EXERCISE DATA:

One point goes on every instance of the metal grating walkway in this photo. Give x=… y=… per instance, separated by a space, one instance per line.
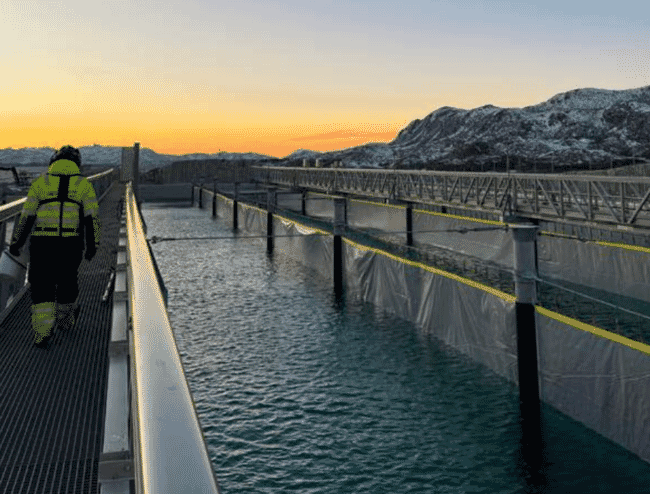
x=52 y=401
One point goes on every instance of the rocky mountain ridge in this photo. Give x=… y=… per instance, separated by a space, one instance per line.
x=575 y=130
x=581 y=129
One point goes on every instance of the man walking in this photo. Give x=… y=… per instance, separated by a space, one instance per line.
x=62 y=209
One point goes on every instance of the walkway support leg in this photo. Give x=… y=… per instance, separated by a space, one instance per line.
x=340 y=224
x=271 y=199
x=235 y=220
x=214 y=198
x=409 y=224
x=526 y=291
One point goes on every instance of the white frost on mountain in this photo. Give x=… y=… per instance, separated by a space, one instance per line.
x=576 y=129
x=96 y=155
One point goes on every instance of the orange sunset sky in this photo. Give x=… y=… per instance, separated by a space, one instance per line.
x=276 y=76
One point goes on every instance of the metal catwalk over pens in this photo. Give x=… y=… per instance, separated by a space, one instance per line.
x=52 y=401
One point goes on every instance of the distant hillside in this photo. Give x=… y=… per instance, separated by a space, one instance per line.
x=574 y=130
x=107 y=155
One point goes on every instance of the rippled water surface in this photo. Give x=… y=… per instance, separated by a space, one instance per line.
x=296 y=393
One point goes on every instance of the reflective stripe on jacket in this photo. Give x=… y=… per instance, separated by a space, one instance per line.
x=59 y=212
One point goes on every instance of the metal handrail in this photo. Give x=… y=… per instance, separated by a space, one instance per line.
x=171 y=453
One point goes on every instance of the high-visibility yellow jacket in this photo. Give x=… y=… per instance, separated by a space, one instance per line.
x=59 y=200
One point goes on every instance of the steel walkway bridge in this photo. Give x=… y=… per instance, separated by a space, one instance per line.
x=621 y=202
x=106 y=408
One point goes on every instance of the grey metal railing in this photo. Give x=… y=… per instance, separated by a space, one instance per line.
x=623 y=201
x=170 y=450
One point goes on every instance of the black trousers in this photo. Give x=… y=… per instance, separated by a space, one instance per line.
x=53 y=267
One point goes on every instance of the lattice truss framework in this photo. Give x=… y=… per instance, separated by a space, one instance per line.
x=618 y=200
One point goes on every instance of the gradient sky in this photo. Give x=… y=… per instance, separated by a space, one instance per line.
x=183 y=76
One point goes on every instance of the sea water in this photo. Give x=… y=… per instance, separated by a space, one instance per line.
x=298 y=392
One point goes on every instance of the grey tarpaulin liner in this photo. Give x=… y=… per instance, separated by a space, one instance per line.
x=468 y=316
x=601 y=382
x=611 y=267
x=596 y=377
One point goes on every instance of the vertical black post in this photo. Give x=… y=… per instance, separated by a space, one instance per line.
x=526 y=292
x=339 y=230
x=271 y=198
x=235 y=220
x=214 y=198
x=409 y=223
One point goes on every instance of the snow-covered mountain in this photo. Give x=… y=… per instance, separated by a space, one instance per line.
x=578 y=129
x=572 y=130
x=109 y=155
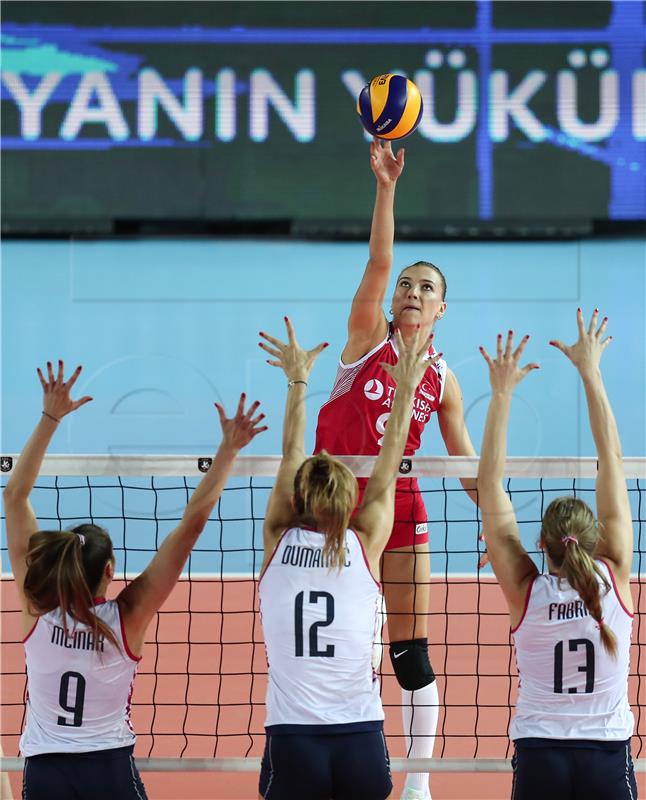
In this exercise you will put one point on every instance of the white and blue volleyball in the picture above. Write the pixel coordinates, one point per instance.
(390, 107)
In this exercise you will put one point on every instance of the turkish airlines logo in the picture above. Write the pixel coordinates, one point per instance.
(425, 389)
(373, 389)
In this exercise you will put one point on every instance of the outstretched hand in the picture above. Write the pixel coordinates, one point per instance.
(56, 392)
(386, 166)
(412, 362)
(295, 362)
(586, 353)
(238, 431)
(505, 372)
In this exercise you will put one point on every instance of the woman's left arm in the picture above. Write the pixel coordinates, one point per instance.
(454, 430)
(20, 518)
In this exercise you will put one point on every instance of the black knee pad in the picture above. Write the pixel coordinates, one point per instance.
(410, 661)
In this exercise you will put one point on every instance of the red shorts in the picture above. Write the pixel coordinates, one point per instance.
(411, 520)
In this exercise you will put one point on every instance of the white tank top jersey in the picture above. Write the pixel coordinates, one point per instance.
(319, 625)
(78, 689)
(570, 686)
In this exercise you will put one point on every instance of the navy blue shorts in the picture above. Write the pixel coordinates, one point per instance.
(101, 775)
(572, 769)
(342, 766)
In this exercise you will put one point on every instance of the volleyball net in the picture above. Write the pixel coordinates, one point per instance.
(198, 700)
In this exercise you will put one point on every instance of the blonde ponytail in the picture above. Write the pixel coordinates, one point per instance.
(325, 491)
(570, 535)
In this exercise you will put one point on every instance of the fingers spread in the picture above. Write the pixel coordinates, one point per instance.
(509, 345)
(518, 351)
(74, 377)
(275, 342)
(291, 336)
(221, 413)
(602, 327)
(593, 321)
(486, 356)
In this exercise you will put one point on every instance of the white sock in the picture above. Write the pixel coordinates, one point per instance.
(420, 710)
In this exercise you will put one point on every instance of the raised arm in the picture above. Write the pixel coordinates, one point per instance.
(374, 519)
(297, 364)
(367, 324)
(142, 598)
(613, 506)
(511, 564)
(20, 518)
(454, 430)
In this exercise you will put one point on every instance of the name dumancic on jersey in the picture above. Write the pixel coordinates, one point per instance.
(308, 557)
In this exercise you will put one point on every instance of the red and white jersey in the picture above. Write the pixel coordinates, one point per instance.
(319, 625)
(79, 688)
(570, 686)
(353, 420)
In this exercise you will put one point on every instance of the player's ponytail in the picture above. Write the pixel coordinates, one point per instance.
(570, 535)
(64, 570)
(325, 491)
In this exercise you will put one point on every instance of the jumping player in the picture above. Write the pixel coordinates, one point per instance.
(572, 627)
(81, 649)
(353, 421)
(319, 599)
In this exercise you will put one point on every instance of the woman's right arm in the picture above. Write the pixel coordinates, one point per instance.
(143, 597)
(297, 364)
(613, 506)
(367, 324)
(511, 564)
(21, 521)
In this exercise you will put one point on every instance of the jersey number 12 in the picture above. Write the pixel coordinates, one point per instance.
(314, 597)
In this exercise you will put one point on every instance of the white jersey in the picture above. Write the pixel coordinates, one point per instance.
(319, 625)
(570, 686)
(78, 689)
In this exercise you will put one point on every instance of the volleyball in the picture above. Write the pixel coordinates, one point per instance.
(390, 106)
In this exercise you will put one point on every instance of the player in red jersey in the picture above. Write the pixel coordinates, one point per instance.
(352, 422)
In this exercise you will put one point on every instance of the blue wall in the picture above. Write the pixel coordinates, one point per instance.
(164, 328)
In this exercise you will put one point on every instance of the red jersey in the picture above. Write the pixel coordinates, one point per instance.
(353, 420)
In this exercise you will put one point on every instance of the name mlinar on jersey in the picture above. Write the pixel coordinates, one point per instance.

WORK REQUIRED: Restate all entries above exactly, but not the images.

RESPONSE:
One point goes on every instance of the metal grating walkway in this photo. Give x=… y=… per instance, separated by a space, one instance per line.
x=52 y=401
One point goes on every instance of the rocky mountain ridge in this photo. Give x=… y=… per instance, separated by a space, one instance per line.
x=575 y=130
x=581 y=129
One point goes on every instance of the man walking in this photo. Give x=… y=… per instance, separated by a space, one instance per line.
x=62 y=209
One point goes on every instance of the walkway support leg in this photo. Give x=… y=… per instance, separated by a space, one instance per line.
x=340 y=224
x=271 y=199
x=235 y=220
x=214 y=198
x=409 y=224
x=526 y=291
One point goes on every instance of the white frost on mountain in this photo. Give x=… y=… per instance, separated by a space, one instance per line.
x=576 y=129
x=96 y=155
One point goes on every instance of the orange sunset sky in this photo. Give x=… y=… per instance, separated by a space, one instance per line.
x=276 y=76
One point goes on every instance of the metal catwalk over pens in this photo. Give x=… y=… per instance, separated by a space, one instance per line.
x=52 y=401
One point goes on every instance of the distant hillside in this photo. Give x=… y=… per instance, separated by a space, one instance per line.
x=574 y=130
x=107 y=155
One point goes on every instance of the rippled water surface in this photo. Give x=… y=… per instance, separated by a space, one instance per line.
x=296 y=393
One point goes on every instance of the reflective stripe on jacket in this photo. Give x=… y=… per instance, separated by a space, one instance per line.
x=59 y=212
One point goes on every instance of the metal handrail in this photo. Give x=… y=… per instance, separated by a space, one instance per line.
x=171 y=453
One point goes on every instance of the high-visibility yellow jacket in this photo. Give x=… y=… per instance, separated by a space, one instance per line.
x=59 y=200
One point goes on every instance of the steel walkway bridge in this photo. Give x=… y=… per instance, separated by a space, one instance per line.
x=621 y=202
x=106 y=408
One point goes on every instance of the grey metal railing in this photo. Give x=… y=… per instance, separated by a space, one instance per line.
x=623 y=201
x=170 y=450
One point goes on every instance of the black trousers in this photo. Give x=… y=… per instance, separated by a space, one instance per line.
x=53 y=267
One point goes on every instance of the lattice truss framework in this photo. Give x=… y=… per instance, separated by a space, one instance per line.
x=618 y=200
One point goes on every instance of the gradient sky in this photo. Give x=… y=… per instance, separated by a space, one instance per line.
x=183 y=76
One point goes on every instance of the sea water in this photo. Give x=… y=… per instance, separated by a space, one instance per line.
x=298 y=392
One point goes on every instance of the grey tarpaulin liner in this photo. Give x=… y=… per instance, separated by a space, one instance per line.
x=468 y=316
x=601 y=382
x=611 y=267
x=596 y=377
One point goes on every instance of the vertical black post in this photo. Give x=… y=… per instance, separated by a space, one instance per line.
x=526 y=292
x=339 y=230
x=271 y=198
x=235 y=220
x=214 y=198
x=409 y=223
One point goes on every instance of the snow-covered mountain in this photo. Give x=… y=… per instance, separated by a space, one instance per line.
x=578 y=129
x=572 y=130
x=109 y=155
In this exercise you will put one point on every instance of the white and blue volleyball in the picture above. Write the pixel coordinates, one point per instance.
(390, 107)
In this exercise you will put one point on every instance of the turkish airlines logo in the picture above. Write the pixel coordinates, one point per instance.
(425, 389)
(373, 389)
In this exercise you will put one point on every instance of the outstretched hand in the picture above. Write the pixel coordinates, one point per instance.
(56, 392)
(386, 166)
(412, 362)
(295, 362)
(586, 353)
(238, 431)
(505, 372)
In this exercise you will put one point on every instance of the woman's left arm in the picture above. Write the pixel coordinates, one point per instance.
(454, 430)
(20, 518)
In this exercise you will put one point on every instance of the black knee pad in the picture above. Write the pixel coordinates, one point per instance.
(410, 661)
In this exercise you will put one point on every instance of the red shorts in the picture above. Write the pixel coordinates, one point per instance.
(411, 520)
In this exercise you will put one point on every instance of the white tank top jersey in the picture above. Write the pixel coordinates, one point per instance.
(319, 625)
(78, 689)
(570, 686)
In this exercise you will put one point on every instance of the navy blue shorts in the picture above. Write the pixel coordinates, one point per instance.
(101, 775)
(572, 769)
(342, 766)
In this exercise you will put one point on every instance of the volleyball net in the picture above. Write the pixel coordinates, one point per instance.
(198, 700)
In this exercise you will put one point on every instance of the blonde ponytail in the picture above. Write the pixel coordinates, one point per instance.
(325, 491)
(570, 535)
In this exercise you will put one point on every instance of the fingers spread in the picture above. Write the pixel coordinates, one point per instance.
(509, 345)
(518, 351)
(74, 377)
(275, 342)
(291, 336)
(221, 413)
(602, 327)
(593, 321)
(486, 356)
In this exercise you will put one point on every instance of the white sock in the picture above. Write the pixel coordinates, one point per instance.
(420, 710)
In this exercise you will put one point on every instance of the raised arm in the picture above. Write the pixel coordinates, one point per instance.
(374, 519)
(297, 364)
(367, 324)
(142, 598)
(613, 506)
(511, 564)
(20, 518)
(454, 430)
In this exercise you will put one point on every instance of the name dumancic on jersey in the picture above. Write the pixel coordinates, one point per instance.
(308, 557)
In this exercise you will put one point on every instance of the red and white jersey in the picture above. Write the pixel coordinates, one point per instance.
(319, 625)
(79, 688)
(570, 686)
(353, 420)
In this exercise you will put one point on every instance of the player's ponytail in the picture above. Write the pixel coordinates, one point per instance.
(570, 535)
(64, 570)
(325, 491)
In this exercise you will put one point on every instance of the jumping player in the picture above. Write the pixel coordinates, one point per instance.
(572, 627)
(81, 649)
(353, 421)
(319, 599)
In this exercise you will put one point on every instance of the woman's right arm in the picture above. Write the pixel coordinates, one point per instance.
(143, 597)
(297, 364)
(613, 506)
(367, 324)
(511, 564)
(21, 521)
In this exercise you will put one point on every instance of the jersey number 12 in the picture above. Write the pixel coordinates, one point per instance.
(314, 597)
In this exercise you will put one point on every instance of the white jersey in the picture above. Write the pixel coordinates, one point per instance.
(319, 625)
(570, 686)
(78, 689)
In this exercise you will put one point on every instance of the volleyball in the picture above. Write the pixel coordinates, one point per instance.
(390, 106)
In this exercise you will put one point on every instance of the player in red jersey in the picture above. Write the pixel coordinates, one point per instance.
(352, 422)
In this exercise you will put one point on every instance of the blue wall in the picture above. Write the pixel coordinates, one point per instance.
(164, 328)
In this exercise you will put one point on every instance of the red jersey in the picture above. Write the pixel coordinates, one point per instance.
(353, 420)
In this exercise you will put one point on every instance of the name mlinar on jersey in the picture above. Write the pixel coordinates, one point per instance.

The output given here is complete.